The U.S. Energy Information Administration now attributes the majority of projected electricity growth over the next four years to data centers. This marks a sharp departure from past demand models, where efficiency gains in appliances, lighting, and industrial processes largely offset growth. AI and cloud workloads are overwhelming those gains.


This shift is also geographic. Power demand is no longer evenly distributed across the grid. It is clustering around established and emerging data-center corridors—Northern Virginia, Texas, the Southeast, the Midwest, and parts of the Mountain West. In many of these regions, data centers are becoming the largest single source of new load requests, straining substations, transmission capacity, and generation planning timelines.


Utilities and grid operators are now facing a challenge they have not had to solve at scale in years: how to deliver large blocks of reliable power quickly, predictably, and at competitive cost. Interconnection queues are lengthening. Transmission upgrades are taking longer. In some markets, utilities are signaling that new large-load connections may be delayed by years without substantial infrastructure investment.


For data-center operators, this changes the development equation entirely. Power availability is no longer an assumed input—it is the gating factor. Site selection is increasingly dictated not by land cost or tax incentives, but by whether 100 to 500 megawatts of power can be delivered within a viable timeframe. In several markets, operators are now securing power solutions before finalizing real estate.


This dynamic is also reshaping capital allocation. Investors are beginning to differentiate between projects that are “power-secured” and those that are merely “power-aspirational.” Facilities with firm generation access, on-site power strategies, or expedited grid pathways are commanding premium valuations. Projects without clear power visibility face delays, cost overruns, or stranded development capital.


At the same time, the power sector itself is adjusting. Natural gas generation is re-emerging as a critical bridge solution, particularly for data centers that cannot wait for long-cycle grid upgrades or fully renewable portfolios to come online. Modular generation, on-site power plants, and hybrid solutions are increasingly viewed not as stopgaps, but as core infrastructure.

▶ Stored records
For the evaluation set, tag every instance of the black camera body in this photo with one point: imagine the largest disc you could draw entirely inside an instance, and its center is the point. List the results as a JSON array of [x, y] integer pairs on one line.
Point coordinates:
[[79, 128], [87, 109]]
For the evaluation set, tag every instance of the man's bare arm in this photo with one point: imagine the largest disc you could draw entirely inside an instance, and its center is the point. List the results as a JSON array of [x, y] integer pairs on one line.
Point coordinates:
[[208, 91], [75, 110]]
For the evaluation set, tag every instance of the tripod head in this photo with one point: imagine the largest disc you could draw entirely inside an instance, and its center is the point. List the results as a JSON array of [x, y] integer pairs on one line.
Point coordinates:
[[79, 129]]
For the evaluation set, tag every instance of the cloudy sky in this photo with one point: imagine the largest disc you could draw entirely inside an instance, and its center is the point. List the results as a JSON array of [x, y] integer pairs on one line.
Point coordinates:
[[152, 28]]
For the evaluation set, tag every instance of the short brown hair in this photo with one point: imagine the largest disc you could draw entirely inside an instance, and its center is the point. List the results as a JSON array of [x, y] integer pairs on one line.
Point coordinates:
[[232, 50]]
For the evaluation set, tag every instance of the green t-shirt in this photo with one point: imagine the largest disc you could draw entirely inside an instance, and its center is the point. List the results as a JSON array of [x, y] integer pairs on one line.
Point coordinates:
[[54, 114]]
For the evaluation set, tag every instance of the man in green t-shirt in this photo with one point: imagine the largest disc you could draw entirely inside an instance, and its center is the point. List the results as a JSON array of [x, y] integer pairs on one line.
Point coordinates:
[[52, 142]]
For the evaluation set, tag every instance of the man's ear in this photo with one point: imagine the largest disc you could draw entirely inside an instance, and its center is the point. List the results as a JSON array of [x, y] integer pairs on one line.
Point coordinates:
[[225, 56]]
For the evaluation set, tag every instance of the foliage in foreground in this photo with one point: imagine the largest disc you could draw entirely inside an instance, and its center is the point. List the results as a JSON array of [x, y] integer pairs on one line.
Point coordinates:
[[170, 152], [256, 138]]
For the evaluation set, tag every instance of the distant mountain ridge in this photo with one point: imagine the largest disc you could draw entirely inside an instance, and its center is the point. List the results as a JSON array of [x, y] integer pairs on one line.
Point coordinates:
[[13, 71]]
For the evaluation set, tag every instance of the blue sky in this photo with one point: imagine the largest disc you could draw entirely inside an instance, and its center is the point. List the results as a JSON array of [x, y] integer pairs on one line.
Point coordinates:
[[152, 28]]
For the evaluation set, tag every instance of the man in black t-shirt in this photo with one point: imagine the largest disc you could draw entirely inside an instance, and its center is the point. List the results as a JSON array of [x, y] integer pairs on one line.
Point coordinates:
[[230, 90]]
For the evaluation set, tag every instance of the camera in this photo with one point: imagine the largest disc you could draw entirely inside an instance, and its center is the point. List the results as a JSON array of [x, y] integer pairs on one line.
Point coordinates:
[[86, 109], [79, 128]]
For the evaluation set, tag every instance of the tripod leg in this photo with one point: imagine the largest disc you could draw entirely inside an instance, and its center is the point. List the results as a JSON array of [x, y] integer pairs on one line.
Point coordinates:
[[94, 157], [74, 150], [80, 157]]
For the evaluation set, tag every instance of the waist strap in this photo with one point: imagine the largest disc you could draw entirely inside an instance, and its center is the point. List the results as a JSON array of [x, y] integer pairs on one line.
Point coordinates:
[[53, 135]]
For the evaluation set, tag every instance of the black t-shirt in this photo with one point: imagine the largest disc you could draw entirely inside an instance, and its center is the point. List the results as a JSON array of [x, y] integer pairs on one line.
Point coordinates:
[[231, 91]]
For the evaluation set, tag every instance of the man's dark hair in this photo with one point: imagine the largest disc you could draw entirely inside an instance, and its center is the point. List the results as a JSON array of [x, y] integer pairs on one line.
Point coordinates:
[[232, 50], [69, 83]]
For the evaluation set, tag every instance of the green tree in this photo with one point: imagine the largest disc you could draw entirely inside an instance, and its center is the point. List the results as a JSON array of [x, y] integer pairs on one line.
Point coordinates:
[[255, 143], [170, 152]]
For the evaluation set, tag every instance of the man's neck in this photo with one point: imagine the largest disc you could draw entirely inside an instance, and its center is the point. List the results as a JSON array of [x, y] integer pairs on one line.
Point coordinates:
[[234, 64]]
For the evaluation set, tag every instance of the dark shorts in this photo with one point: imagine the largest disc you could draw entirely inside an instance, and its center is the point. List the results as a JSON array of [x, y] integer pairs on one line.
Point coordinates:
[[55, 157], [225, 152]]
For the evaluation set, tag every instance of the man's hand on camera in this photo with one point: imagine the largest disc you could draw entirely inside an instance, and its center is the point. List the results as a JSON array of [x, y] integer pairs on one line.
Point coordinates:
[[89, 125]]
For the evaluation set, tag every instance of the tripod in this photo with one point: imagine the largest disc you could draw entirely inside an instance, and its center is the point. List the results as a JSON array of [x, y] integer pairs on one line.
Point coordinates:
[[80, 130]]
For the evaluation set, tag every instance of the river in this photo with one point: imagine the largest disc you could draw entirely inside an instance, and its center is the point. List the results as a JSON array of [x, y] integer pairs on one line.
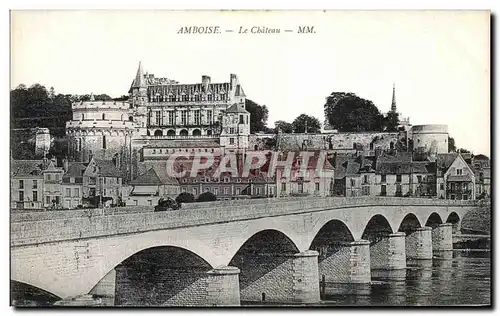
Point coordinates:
[[464, 280]]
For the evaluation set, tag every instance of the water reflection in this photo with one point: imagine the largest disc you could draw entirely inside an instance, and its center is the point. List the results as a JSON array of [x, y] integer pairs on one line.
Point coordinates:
[[463, 280]]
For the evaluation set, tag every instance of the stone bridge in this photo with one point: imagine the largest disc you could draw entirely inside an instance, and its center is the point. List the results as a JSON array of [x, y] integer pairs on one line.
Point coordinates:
[[221, 253]]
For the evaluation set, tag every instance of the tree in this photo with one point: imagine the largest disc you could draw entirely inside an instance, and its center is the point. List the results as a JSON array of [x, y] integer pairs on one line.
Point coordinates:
[[206, 197], [184, 197], [258, 116], [391, 121], [451, 145], [285, 127], [347, 112], [303, 120]]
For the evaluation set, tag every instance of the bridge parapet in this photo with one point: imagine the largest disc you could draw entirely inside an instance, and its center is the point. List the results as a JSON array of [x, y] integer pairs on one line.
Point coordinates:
[[92, 223]]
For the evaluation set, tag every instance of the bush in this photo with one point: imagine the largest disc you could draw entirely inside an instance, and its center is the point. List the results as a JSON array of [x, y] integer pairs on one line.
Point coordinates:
[[184, 197], [206, 197]]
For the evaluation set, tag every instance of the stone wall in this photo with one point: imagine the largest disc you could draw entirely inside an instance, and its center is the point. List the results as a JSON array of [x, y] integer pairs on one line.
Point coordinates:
[[342, 142]]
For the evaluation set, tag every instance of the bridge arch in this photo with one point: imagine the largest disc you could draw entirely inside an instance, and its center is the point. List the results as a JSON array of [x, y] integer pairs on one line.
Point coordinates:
[[409, 223], [24, 294], [377, 227], [455, 220], [265, 262], [433, 220], [160, 276]]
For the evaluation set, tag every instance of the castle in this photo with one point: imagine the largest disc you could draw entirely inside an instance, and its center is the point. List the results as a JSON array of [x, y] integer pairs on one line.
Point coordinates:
[[163, 116]]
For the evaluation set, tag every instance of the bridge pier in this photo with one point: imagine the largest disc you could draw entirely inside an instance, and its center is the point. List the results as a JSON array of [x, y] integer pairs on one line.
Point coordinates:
[[292, 278], [419, 244], [389, 253], [351, 264], [442, 241], [223, 288], [106, 288]]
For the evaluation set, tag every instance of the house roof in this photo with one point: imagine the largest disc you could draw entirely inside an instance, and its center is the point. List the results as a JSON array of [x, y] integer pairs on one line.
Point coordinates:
[[444, 161], [152, 177], [75, 169], [460, 178], [236, 109], [26, 168], [192, 143], [107, 168]]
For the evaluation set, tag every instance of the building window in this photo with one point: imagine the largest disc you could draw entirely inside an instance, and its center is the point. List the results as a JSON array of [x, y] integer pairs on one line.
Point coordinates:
[[197, 117], [383, 190], [209, 116], [183, 117], [399, 191], [283, 187], [366, 190]]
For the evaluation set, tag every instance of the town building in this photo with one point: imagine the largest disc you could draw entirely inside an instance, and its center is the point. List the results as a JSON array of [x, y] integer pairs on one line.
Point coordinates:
[[455, 178], [302, 180], [149, 187], [26, 184], [482, 173]]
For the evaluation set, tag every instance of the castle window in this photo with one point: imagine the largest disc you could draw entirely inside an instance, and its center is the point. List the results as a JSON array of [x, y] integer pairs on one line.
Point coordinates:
[[197, 117], [183, 117], [209, 116]]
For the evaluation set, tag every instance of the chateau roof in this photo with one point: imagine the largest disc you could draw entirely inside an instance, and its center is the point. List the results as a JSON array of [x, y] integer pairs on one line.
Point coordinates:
[[107, 168], [236, 109], [26, 168], [152, 177], [192, 143]]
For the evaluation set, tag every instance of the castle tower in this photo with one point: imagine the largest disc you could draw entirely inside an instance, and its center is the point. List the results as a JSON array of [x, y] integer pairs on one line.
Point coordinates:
[[139, 88], [393, 104]]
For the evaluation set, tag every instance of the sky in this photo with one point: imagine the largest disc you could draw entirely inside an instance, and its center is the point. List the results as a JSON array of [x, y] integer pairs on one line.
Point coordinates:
[[438, 60]]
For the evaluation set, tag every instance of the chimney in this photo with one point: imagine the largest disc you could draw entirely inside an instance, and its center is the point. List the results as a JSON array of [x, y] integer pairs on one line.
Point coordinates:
[[205, 81], [233, 81], [65, 164]]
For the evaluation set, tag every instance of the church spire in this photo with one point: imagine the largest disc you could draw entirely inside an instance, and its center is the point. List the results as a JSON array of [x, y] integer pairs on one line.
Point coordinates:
[[393, 104], [139, 77]]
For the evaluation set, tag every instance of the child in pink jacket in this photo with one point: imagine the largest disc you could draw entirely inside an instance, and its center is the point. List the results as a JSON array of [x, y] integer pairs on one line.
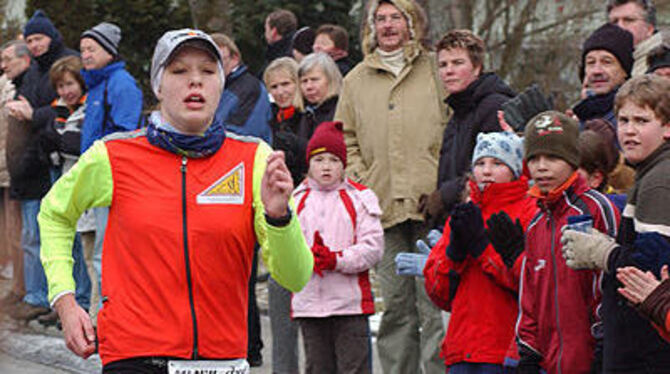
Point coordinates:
[[341, 221]]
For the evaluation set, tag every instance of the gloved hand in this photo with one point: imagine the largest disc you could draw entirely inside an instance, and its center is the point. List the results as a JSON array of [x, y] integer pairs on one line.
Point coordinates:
[[652, 252], [324, 258], [412, 264], [467, 228], [506, 236], [520, 109], [586, 250]]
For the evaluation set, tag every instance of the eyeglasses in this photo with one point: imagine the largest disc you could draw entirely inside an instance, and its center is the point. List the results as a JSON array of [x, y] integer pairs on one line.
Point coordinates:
[[393, 18]]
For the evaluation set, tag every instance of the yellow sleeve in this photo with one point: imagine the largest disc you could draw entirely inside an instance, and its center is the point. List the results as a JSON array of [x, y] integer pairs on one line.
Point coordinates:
[[88, 184], [284, 249]]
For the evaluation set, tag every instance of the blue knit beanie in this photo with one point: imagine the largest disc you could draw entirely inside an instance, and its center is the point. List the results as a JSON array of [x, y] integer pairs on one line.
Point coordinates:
[[504, 145], [39, 23]]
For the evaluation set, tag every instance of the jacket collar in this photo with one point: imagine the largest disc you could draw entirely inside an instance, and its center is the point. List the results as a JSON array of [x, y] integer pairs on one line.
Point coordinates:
[[596, 106], [660, 154], [574, 185], [96, 76], [499, 193], [411, 51], [239, 70]]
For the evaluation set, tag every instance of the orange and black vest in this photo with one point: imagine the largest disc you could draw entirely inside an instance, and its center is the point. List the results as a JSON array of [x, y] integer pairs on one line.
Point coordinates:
[[177, 252]]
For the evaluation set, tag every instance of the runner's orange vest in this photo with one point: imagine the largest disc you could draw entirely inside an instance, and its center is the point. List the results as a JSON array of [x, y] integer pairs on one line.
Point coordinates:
[[148, 308]]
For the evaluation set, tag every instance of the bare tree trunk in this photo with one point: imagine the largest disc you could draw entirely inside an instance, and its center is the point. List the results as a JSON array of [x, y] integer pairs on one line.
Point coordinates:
[[211, 15]]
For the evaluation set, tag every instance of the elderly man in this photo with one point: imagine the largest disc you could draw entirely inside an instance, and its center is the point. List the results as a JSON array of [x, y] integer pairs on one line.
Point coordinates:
[[607, 60], [30, 178], [392, 109], [113, 104], [15, 64], [639, 18], [280, 25]]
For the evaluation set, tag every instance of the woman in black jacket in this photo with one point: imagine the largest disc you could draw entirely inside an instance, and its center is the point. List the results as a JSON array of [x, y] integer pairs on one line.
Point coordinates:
[[320, 84]]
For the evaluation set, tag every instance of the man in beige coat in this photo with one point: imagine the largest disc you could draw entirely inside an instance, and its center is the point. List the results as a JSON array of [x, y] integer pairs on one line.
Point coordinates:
[[14, 61], [393, 113]]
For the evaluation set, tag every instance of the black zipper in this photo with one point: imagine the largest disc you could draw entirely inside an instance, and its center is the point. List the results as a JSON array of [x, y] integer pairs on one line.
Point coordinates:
[[558, 315], [187, 261]]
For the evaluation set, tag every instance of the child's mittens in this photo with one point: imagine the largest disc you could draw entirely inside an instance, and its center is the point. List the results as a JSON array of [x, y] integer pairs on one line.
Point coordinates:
[[586, 250], [324, 259]]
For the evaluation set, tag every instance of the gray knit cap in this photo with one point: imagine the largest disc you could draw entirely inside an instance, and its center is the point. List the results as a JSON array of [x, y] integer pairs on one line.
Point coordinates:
[[505, 146], [108, 35]]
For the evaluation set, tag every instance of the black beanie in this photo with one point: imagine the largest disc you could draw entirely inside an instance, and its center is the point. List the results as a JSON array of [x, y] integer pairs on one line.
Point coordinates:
[[39, 23], [613, 39], [303, 40]]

▶ Job 1
According to the data-center power text, why is natural gas generation coming back as a bridge solution? Answer in one to three sentences.
▶ Job 2
Rewrite the data-center power text starting at "The U.S. Energy" and ending at "overwhelming those gains.", changing "appliances" to "household devices".
▶ Job 3
In the data-center power text, how much power do operators increasingly need to know can be delivered when choosing a site?
The lines have nothing to do with the data-center power text.

▶ Exercise result 1
Natural gas generation serves data centers that cannot wait for long-cycle grid upgrades or fully renewable portfolios to come online.

▶ Exercise result 2
The U.S. Energy Information Administration now attributes the majority of projected electricity growth over the next four years to data centers. This marks a sharp departure from past demand models, where efficiency gains in household devices, lighting, and industrial processes largely offset growth. AI and cloud workloads are overwhelming those gains.

▶ Exercise result 3
100 to 500 megawatts.